→ MATERIAL SHOWN:
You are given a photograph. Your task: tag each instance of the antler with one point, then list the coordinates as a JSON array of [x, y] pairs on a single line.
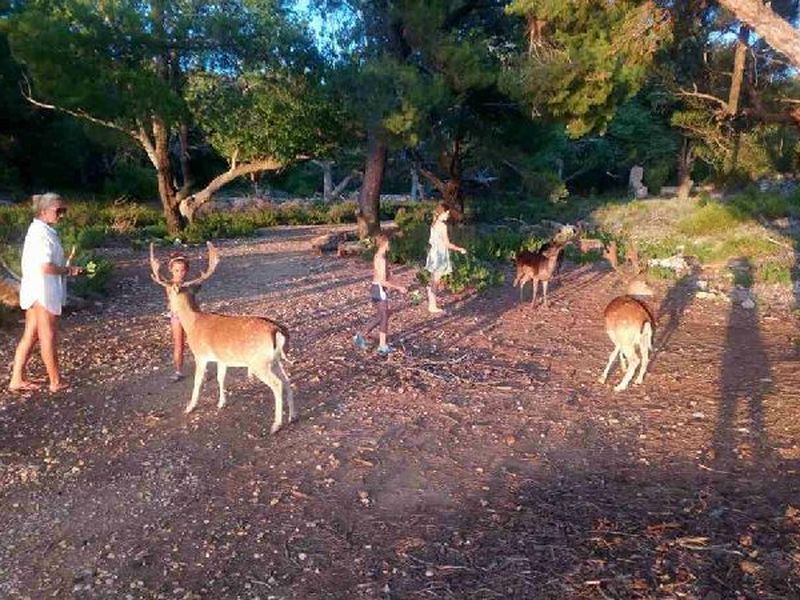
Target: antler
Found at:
[[213, 261], [155, 268]]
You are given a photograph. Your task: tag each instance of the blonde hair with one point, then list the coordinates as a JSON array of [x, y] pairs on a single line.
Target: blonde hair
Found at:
[[440, 209], [41, 202]]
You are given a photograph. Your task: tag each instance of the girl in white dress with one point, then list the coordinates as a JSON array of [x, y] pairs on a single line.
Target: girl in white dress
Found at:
[[438, 262], [42, 292]]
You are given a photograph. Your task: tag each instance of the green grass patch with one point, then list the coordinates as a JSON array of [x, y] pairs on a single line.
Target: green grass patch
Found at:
[[713, 218], [774, 272]]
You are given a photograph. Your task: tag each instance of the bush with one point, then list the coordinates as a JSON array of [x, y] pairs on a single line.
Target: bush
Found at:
[[220, 225], [471, 272], [770, 206], [774, 272], [95, 281]]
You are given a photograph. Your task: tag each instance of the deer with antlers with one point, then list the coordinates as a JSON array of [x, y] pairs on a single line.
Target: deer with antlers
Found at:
[[231, 341], [536, 267]]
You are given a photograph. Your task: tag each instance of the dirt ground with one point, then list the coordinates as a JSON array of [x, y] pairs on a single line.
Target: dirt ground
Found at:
[[481, 460]]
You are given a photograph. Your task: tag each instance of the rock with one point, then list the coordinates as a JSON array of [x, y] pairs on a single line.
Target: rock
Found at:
[[638, 287], [675, 263], [349, 249], [635, 182]]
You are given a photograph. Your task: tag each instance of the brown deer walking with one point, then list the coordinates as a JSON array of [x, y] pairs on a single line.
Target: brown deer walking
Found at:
[[231, 341], [536, 267]]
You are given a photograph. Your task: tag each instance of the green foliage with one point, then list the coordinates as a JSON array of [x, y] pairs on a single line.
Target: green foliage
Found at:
[[592, 56], [252, 116], [769, 206], [774, 272], [471, 272], [130, 180], [95, 282]]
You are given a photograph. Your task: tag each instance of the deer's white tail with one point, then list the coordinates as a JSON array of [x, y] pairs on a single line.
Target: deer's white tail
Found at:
[[280, 344], [647, 335]]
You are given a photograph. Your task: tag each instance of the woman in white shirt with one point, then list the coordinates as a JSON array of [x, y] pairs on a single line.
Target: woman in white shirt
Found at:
[[42, 293], [438, 261]]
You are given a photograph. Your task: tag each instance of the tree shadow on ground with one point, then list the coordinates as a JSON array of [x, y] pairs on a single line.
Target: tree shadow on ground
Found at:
[[599, 524], [745, 380]]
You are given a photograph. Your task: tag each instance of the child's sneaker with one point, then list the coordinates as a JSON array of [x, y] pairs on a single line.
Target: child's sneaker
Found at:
[[359, 342]]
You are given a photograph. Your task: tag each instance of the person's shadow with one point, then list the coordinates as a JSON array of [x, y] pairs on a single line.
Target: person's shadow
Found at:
[[744, 378]]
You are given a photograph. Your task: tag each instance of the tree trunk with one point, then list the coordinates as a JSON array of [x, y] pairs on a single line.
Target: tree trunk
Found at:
[[327, 180], [417, 191], [685, 163], [777, 32], [187, 181], [190, 204], [739, 59], [370, 196], [166, 189], [452, 193], [339, 189]]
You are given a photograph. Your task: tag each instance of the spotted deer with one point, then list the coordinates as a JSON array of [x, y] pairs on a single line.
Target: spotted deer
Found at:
[[257, 343], [536, 267], [629, 324]]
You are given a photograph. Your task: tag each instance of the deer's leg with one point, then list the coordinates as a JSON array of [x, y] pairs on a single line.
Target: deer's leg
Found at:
[[611, 360], [633, 362], [280, 373], [645, 347], [544, 292], [265, 374], [199, 375], [221, 370]]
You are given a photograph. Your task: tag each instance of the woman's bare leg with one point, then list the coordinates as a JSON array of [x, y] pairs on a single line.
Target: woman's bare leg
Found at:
[[47, 328], [23, 353], [433, 305], [383, 315]]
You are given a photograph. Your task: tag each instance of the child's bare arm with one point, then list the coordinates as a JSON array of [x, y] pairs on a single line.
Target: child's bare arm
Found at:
[[394, 286]]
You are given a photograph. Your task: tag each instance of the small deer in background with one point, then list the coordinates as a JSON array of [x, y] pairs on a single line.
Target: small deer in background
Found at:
[[231, 341], [536, 267]]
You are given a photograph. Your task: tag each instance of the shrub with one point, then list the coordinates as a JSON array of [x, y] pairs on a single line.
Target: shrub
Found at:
[[97, 278], [770, 206], [471, 272]]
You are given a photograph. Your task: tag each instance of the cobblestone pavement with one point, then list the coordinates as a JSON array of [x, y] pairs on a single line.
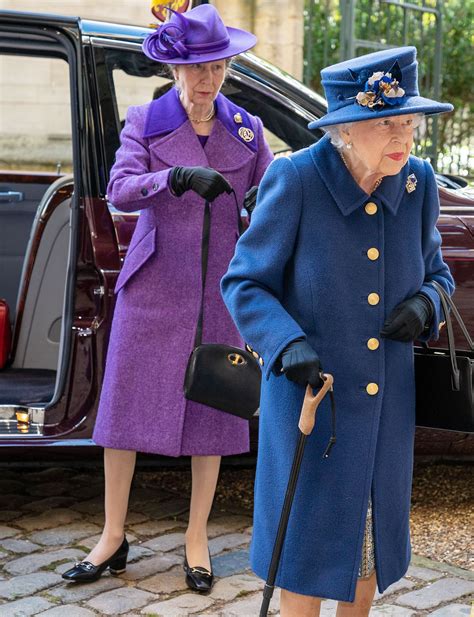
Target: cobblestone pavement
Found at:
[[52, 517]]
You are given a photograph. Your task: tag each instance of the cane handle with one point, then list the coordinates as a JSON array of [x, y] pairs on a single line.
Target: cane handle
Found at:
[[311, 403]]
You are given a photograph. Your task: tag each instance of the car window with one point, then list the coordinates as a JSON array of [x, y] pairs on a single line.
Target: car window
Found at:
[[35, 114], [127, 77]]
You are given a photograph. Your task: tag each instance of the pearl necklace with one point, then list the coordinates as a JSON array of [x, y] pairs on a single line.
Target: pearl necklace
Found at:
[[209, 116], [377, 182]]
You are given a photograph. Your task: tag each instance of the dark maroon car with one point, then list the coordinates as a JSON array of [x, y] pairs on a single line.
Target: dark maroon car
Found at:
[[66, 85]]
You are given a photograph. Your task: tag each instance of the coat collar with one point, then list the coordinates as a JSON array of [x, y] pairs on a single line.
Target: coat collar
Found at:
[[336, 176], [167, 114]]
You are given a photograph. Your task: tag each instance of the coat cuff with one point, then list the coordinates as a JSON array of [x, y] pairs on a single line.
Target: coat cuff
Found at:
[[273, 357], [438, 320]]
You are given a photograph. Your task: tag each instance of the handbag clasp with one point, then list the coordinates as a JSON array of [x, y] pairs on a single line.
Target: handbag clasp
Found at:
[[236, 359]]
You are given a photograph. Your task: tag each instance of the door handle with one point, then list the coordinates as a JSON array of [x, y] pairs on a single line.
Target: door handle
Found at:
[[10, 196]]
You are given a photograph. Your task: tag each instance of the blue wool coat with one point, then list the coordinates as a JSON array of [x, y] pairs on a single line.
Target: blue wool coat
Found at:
[[303, 270]]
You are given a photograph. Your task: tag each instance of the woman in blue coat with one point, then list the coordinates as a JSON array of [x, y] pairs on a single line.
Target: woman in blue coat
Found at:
[[335, 272]]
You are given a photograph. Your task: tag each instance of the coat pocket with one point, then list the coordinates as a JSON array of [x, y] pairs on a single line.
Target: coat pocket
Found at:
[[139, 254]]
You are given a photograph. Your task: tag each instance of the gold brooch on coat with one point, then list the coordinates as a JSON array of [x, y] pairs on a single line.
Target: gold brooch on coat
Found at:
[[246, 134], [411, 183]]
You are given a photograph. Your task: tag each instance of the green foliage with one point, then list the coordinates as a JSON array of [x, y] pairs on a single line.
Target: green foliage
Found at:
[[388, 24]]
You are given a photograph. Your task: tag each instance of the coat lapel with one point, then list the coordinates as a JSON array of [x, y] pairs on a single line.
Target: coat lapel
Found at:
[[181, 147]]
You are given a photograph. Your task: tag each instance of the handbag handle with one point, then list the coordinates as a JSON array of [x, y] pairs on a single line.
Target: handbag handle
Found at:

→ ABOUT THIS EXERCISE:
Answer with a number alone. It should equal the count of lines in the entries that hold "handbag".

→ ANSWER TO THIS EXERCISE:
4